Print the entries word for word, beginning at the line that contains "of the bushy" and ending after the final line of the entries.

━━━ INFORMATION GIVEN ━━━

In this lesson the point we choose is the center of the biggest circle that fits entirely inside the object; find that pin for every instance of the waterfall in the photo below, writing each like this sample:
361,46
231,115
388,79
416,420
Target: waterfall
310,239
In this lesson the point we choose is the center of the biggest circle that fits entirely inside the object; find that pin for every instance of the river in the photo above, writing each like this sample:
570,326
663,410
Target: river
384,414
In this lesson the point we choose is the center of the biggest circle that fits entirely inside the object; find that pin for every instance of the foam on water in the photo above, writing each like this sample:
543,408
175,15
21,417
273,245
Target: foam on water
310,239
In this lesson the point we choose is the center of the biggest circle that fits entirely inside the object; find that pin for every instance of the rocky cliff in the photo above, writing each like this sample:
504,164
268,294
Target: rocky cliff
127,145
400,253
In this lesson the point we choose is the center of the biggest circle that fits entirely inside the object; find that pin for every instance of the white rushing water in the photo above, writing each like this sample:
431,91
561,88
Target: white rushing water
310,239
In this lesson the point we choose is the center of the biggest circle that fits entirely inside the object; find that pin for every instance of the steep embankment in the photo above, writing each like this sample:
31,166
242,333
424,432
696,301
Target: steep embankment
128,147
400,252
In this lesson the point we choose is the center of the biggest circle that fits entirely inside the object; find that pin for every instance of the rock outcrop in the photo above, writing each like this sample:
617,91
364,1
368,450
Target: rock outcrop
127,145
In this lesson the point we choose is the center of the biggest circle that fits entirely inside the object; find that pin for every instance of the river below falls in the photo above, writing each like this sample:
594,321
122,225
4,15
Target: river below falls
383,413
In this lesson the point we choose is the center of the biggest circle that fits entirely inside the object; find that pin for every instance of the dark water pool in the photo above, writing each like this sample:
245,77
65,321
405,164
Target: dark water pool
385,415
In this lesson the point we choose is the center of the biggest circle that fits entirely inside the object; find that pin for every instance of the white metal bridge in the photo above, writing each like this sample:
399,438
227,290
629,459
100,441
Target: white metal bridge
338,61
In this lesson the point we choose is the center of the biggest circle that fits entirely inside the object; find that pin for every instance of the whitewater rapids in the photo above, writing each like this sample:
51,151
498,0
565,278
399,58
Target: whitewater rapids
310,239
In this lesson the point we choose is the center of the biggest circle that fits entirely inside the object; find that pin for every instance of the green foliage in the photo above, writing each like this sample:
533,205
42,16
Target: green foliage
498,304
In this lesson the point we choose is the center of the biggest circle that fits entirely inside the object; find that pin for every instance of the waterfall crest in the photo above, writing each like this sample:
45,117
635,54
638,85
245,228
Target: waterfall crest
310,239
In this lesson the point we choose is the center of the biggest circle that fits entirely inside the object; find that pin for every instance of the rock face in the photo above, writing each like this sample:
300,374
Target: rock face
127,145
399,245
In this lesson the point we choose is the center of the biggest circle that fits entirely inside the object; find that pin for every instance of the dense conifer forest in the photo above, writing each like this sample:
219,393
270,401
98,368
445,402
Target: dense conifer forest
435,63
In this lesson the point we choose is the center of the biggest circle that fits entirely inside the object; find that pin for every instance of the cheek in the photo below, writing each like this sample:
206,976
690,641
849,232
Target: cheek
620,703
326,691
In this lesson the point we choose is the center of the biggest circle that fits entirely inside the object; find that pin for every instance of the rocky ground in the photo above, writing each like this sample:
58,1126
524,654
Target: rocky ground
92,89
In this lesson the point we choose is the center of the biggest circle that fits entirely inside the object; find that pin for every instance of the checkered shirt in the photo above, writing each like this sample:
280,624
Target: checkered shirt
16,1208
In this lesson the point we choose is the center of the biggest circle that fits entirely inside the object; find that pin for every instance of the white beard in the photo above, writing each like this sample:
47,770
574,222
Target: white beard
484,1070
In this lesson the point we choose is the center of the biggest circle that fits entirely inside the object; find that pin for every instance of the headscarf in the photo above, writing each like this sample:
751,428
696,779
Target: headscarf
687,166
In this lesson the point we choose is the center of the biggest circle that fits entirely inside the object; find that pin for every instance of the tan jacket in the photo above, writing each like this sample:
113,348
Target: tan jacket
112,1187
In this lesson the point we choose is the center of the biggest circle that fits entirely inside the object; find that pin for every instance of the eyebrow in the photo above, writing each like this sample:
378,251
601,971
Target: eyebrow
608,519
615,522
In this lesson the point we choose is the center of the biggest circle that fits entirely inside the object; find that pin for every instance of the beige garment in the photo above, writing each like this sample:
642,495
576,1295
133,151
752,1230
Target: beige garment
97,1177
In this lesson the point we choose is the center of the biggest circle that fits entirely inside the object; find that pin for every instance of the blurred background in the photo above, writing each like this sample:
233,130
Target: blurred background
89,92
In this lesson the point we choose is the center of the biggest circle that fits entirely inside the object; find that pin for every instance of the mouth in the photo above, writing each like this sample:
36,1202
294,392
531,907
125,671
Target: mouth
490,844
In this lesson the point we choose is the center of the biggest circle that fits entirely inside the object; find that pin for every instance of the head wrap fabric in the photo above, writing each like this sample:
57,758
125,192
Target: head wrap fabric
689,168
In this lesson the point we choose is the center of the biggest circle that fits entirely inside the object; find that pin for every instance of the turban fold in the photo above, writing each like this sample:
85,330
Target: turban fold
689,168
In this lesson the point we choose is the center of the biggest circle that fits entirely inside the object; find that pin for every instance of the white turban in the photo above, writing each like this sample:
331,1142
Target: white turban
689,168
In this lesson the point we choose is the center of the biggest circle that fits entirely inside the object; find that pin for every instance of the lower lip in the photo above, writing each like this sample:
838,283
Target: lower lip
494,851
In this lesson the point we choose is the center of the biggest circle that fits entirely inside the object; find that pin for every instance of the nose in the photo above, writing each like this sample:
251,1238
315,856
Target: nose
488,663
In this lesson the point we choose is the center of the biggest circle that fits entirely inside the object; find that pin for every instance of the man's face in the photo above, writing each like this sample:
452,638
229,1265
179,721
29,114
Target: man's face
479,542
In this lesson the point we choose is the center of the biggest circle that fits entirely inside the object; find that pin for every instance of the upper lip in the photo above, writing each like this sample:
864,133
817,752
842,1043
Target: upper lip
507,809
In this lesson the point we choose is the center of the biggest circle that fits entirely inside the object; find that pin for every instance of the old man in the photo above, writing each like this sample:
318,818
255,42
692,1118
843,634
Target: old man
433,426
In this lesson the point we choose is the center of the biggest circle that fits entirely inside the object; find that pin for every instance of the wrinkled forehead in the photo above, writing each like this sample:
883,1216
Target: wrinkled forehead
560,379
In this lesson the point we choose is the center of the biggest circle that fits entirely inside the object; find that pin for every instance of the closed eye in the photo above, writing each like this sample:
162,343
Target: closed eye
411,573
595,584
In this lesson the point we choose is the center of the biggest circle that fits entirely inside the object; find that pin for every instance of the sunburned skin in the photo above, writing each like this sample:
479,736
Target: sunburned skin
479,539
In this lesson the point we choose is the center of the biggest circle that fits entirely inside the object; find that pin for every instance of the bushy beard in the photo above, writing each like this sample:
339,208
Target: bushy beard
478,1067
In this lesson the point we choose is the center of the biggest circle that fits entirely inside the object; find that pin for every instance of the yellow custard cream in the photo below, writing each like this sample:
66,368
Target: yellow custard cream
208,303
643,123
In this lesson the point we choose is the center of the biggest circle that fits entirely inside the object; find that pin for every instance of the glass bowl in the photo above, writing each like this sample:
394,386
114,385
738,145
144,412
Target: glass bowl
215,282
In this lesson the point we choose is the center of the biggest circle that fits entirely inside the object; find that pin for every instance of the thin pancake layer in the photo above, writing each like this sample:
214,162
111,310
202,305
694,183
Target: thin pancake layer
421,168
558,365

━━━

§ **SOLUTION FOR THIS PROBLEM**:
In this lesson the point we choose is the center of the biggest circle that fits entirely inside the object; find that pin for every instance of the bushy beard in the photo above, writing each like this sample:
339,208
Target: bushy beard
478,1067
In this lesson the point we choose is the center of the biggest circle that fits entirely inside the object; find that pin for every instance of the yellow custard cream in the photo below, writing each like this sample:
66,368
Target: yellow custard cream
208,303
643,123
In this lesson the point we choose is the center of the biggest circle that fits entirely inside the object; find that pin for every instance of the glass bowl in the photo above, writing each like this sample:
394,386
114,385
738,145
144,412
Target: glass bowl
215,282
In this lesson the point we choose is the center of the biggest circle that fits entirely inside the object; find that pin for every instance of the thin pancake layer in the photo above, writing each like this sample:
214,162
111,310
202,305
694,183
Target: thin pancake layer
421,168
558,365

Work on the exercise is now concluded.